-- Work required --
Below are lines of data, and only some are wanted. Please repeat exactly those from the line that has "Target: red painted facade panel" through the line that has "Target: rear wheel".

[Records from a dataset]
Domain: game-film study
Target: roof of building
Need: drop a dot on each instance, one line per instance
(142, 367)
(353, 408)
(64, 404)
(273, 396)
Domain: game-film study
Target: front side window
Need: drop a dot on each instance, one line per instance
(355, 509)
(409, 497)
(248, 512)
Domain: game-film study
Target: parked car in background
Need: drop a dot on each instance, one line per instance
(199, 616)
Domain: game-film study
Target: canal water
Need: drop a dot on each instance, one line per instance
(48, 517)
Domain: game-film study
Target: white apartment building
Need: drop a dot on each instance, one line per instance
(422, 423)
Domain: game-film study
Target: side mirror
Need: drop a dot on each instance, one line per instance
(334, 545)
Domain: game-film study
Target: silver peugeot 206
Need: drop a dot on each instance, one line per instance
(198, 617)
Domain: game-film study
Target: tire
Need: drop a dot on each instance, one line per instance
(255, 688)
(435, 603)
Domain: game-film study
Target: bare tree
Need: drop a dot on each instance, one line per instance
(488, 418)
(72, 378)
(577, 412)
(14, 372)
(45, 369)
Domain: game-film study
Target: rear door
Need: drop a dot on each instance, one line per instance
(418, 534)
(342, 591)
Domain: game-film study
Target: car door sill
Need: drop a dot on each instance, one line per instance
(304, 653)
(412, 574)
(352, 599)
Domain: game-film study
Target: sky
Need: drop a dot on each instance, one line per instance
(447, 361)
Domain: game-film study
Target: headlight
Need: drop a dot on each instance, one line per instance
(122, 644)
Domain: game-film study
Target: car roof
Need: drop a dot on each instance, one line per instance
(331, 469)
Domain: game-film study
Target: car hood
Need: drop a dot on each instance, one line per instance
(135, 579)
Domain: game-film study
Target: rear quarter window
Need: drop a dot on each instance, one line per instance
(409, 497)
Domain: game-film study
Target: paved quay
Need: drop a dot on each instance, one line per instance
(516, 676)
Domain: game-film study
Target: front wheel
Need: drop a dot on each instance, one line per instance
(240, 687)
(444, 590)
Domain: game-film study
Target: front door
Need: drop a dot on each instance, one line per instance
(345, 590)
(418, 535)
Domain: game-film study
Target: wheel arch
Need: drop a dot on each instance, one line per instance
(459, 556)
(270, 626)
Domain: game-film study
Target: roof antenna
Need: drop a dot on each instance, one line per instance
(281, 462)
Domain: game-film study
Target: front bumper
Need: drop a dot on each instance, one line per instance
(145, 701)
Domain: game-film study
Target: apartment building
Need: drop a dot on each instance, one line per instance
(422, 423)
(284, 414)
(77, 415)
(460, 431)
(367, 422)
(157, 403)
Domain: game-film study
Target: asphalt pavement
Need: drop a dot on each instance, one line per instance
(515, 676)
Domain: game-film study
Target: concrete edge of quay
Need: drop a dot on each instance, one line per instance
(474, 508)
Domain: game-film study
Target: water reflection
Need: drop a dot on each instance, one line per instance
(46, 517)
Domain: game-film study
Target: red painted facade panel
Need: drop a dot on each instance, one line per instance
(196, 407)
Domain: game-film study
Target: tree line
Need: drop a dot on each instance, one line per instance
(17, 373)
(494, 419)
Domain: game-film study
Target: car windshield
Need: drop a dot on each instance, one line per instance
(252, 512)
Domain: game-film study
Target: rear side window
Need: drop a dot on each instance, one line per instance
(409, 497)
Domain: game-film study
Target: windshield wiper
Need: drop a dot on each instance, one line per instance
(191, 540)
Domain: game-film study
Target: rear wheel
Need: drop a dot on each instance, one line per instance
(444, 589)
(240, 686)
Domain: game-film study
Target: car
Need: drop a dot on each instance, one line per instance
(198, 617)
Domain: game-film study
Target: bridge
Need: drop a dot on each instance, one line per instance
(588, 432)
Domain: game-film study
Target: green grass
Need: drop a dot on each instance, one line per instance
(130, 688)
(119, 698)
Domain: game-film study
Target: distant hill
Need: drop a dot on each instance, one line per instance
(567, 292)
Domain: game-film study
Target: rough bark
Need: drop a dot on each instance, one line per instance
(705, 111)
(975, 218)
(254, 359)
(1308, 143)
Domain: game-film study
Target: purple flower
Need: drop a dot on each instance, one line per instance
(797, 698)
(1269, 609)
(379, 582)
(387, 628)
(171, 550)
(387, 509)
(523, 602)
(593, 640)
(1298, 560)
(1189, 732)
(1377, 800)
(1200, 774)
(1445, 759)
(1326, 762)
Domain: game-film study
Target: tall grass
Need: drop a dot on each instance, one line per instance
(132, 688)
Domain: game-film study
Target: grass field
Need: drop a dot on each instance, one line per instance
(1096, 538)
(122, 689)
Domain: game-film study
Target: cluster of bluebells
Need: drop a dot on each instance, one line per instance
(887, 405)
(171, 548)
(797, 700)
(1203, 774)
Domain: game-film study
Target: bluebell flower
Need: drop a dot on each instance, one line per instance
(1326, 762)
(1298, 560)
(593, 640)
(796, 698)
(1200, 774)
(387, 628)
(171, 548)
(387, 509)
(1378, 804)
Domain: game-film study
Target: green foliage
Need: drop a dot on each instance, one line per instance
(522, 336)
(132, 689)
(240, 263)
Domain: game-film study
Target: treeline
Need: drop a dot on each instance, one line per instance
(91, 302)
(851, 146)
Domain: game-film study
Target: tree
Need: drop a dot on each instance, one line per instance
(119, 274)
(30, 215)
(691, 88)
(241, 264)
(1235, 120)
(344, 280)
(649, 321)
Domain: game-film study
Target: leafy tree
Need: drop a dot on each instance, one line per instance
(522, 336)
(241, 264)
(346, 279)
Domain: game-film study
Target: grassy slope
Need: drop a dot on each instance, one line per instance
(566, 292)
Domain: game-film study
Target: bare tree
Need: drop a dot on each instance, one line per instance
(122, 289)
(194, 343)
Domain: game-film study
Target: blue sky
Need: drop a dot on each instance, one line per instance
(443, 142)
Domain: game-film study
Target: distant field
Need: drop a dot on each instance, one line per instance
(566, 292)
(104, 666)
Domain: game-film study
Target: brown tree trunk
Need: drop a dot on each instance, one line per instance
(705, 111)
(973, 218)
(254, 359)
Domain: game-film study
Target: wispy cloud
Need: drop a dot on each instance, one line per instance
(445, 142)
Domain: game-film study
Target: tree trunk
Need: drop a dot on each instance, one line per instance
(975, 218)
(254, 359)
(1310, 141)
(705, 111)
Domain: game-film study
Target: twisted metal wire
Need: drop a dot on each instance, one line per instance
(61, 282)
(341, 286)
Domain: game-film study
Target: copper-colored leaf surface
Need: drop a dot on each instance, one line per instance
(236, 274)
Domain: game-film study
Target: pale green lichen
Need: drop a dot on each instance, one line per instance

-- Your response --
Target: red painted facade panel
Need: drop a dot on each instance, one line per instance
(196, 407)
Domain: game-film study
Target: tree line
Need: drop a dot on each instance, one line per instance
(17, 373)
(494, 419)
Domain: game-film study
Target: car windshield
Need: drop a dot on each instance, one line per instance
(252, 512)
Domain: game-film study
Target: rear side window
Need: drop a dot on each instance, one line per instance
(409, 497)
Domain: game-film study
Target: windshield wiper
Need: drop a dot on each instance, one line per instance
(191, 540)
Domain: game-film study
Target: rear wheel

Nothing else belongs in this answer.